# What you should do:
In the article about CMD and the Windows Command Prompt, list each shortcoming of CMD that gets its own bullet point.

# Article:
******************************

What’s wrong with CMD and the Windows Command Prompt?
- CMD in Windows 10 has about 40 internal commands. That’s only a couple more than CMD had in Windows NT 3.1 25 years ago.
- CMD has (almost) no configuration options. There are a handful of switches you can specify on the startup line, and that’s it.
- There’s no way to create plugins to extend CMD; your only choice is writing new external apps.
- CMD can set its foreground and background colors, and … nothing else. No syntax coloring, different colors for input and output, errors, colorized directories.
- Command line editing in CMD is (extremely) simplistic.
- Filename completion is crude and non-programmable.
- Variables in CMD consist of the environment variables and a total of 6 internal variables. All of those internal CMD and Windows settings you’d like to query? Not from CMD.
- File viewing is limited to TYPE. If you want to display a page at a time, pipe to MORE. Want to go back a page, search, scroll up and down? You can’t.

******************************

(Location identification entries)

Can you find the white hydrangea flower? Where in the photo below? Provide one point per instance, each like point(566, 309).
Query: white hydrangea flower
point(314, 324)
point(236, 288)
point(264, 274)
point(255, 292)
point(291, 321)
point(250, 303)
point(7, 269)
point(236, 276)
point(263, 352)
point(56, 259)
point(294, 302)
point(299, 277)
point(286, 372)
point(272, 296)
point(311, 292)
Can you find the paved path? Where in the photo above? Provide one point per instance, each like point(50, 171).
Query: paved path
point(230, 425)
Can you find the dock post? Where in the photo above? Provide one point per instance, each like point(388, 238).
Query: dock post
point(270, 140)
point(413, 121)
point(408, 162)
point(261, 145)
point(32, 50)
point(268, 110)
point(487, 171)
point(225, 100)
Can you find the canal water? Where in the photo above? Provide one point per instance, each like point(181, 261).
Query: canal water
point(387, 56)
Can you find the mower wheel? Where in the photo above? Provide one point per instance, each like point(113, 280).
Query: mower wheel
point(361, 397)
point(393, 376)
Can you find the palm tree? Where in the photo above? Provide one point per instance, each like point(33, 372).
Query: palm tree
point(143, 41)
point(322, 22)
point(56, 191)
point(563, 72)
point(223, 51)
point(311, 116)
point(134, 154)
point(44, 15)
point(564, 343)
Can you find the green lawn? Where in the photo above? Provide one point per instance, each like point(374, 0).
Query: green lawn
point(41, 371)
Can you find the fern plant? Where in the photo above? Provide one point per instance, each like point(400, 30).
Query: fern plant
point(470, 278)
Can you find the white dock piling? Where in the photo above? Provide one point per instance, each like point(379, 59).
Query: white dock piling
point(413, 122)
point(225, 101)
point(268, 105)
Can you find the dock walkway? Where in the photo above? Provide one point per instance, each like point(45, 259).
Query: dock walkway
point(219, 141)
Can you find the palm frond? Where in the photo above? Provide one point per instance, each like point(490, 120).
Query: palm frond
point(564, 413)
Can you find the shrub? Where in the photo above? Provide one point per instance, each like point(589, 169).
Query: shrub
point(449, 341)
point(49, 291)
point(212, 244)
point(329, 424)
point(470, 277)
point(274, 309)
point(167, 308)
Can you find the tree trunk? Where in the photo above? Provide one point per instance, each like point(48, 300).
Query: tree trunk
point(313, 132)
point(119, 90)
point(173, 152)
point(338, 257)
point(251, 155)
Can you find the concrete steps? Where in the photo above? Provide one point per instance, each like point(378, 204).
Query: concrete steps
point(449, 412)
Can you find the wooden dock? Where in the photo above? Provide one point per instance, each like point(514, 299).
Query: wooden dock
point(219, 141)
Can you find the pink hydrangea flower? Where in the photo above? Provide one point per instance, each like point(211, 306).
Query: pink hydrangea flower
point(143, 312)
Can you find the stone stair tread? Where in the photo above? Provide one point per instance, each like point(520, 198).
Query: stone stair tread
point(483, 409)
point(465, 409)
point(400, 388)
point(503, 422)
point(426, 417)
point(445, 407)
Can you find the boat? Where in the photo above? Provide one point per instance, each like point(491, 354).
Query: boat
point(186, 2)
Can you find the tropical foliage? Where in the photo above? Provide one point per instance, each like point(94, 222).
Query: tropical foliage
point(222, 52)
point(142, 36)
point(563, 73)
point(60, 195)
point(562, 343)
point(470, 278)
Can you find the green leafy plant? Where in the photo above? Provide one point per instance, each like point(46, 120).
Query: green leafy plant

******************************

# Solution for this task:
- It has only about 40 internal commands, a couple more than in Windows NT 3.1.
- It has almost no configuration options beyond a handful of startup switches.
- It can't be extended with plugins, only with new external apps.
- Its only color settings are foreground and background.
- Its command line editing is extremely simplistic.
- Its filename completion is crude and non-programmable.
- Its variables are limited to the environment variables and 6 internal variables.
- Its file viewing is limited to TYPE, or MORE for a page at a time, with no going back, searching or scrolling.